> _Data excerpts_:
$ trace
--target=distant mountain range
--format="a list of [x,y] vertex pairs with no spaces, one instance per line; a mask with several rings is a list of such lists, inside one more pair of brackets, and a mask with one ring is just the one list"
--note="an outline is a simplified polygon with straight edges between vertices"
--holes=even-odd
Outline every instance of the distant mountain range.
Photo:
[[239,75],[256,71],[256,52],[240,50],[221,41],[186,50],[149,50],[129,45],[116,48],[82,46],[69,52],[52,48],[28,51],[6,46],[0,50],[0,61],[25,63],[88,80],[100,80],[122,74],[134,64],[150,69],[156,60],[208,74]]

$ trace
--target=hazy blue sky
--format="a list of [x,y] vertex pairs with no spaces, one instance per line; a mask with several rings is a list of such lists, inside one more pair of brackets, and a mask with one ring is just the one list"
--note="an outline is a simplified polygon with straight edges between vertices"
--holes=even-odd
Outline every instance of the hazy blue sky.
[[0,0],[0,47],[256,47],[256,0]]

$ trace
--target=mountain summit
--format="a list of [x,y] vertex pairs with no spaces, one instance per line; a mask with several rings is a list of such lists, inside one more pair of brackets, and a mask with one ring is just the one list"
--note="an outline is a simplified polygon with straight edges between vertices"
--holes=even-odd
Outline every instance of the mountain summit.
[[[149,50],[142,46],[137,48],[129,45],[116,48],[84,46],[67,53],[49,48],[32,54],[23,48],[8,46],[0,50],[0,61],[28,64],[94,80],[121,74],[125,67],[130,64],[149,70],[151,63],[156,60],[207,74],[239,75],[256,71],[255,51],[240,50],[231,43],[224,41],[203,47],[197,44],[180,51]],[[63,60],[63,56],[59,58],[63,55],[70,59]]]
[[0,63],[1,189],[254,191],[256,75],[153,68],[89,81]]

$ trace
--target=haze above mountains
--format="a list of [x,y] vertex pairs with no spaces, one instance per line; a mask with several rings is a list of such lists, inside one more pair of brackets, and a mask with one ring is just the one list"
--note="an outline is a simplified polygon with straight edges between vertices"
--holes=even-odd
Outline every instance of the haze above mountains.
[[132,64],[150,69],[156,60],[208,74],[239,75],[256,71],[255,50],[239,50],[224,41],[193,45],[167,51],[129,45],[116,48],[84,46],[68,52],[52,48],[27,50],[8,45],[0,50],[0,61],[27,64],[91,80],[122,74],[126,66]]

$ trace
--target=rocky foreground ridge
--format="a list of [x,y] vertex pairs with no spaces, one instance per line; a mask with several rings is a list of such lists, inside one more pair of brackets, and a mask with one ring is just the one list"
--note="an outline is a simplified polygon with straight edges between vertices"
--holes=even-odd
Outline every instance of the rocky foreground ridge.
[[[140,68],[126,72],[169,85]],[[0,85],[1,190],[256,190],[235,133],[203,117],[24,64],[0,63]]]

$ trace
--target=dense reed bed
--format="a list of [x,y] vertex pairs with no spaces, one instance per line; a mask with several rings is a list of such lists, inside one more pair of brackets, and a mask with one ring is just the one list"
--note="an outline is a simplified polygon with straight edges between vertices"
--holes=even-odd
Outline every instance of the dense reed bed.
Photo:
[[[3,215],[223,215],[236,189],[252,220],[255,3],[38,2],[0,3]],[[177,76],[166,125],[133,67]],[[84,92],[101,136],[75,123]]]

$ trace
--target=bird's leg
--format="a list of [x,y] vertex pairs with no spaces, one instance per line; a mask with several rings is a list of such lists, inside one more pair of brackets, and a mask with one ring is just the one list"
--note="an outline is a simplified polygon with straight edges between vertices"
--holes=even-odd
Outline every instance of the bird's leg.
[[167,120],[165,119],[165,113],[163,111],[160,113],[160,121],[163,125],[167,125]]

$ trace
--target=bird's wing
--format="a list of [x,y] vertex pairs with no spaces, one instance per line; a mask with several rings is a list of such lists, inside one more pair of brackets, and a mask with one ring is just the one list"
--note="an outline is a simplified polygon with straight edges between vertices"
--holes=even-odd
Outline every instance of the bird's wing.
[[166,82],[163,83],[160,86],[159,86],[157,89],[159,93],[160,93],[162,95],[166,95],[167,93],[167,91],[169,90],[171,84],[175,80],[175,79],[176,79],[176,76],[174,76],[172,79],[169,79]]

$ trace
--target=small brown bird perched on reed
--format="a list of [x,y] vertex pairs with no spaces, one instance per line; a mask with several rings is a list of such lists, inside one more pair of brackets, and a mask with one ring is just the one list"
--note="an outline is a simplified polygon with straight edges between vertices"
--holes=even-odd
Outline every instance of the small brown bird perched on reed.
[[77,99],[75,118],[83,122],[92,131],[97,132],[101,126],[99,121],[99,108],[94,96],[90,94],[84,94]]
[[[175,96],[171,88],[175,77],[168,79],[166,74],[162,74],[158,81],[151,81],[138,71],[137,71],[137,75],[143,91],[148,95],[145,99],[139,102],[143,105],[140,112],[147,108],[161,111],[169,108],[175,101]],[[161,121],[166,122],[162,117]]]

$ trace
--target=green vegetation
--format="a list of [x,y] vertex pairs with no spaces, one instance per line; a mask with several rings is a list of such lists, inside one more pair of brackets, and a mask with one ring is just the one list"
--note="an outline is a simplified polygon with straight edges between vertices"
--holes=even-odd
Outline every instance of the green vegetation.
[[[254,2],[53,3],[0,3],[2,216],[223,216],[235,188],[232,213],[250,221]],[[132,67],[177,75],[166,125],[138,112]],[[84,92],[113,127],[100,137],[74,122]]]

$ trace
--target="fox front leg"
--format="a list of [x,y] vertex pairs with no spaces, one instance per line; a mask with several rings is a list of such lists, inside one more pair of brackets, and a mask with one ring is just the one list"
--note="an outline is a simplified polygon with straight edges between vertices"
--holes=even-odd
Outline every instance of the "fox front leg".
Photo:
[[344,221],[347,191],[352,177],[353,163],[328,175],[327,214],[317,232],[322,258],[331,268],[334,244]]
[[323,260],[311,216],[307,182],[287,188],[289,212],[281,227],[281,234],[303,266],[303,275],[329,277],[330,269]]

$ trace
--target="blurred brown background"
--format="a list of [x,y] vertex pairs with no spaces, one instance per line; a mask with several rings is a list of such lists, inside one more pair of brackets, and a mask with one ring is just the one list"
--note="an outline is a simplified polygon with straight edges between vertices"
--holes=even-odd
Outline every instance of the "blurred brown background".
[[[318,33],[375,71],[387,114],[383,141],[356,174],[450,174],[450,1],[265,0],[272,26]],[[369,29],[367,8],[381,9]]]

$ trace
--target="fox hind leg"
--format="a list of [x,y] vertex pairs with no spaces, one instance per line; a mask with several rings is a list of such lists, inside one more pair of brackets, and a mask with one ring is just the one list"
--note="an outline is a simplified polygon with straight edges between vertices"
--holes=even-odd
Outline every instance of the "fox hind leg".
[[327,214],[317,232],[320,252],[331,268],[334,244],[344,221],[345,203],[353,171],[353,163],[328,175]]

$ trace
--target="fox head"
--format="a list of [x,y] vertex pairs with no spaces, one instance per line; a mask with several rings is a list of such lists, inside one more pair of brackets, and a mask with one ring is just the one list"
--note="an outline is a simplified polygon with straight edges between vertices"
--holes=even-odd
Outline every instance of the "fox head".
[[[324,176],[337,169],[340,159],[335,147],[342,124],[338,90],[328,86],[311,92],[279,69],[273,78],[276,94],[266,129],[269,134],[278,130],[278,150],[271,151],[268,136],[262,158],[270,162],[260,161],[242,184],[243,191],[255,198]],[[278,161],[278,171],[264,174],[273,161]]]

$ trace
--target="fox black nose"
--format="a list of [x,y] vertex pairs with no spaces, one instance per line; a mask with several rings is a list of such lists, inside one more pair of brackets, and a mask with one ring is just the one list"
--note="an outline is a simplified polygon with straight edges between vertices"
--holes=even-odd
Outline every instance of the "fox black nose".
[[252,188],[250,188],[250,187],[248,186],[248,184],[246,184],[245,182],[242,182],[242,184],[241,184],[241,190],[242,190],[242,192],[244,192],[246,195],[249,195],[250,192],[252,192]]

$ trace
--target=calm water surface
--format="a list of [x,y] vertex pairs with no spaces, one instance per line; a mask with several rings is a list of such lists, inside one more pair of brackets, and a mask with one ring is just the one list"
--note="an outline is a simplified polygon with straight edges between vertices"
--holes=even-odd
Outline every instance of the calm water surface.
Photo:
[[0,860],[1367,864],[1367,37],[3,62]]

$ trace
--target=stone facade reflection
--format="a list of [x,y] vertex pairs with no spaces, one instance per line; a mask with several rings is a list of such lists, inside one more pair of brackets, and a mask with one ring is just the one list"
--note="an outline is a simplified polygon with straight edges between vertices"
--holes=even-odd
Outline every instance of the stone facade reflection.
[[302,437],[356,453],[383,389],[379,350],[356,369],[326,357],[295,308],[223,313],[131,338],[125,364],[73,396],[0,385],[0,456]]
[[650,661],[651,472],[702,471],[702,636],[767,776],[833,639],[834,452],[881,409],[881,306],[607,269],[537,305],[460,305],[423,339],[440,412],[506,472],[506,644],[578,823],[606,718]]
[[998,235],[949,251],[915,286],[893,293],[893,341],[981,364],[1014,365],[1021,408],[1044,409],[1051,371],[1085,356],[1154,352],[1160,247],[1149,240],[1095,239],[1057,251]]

> _Your task_: Tally the lines in the rows above that contain the word "small", and reply with the number alone.

> _Task answer_: 2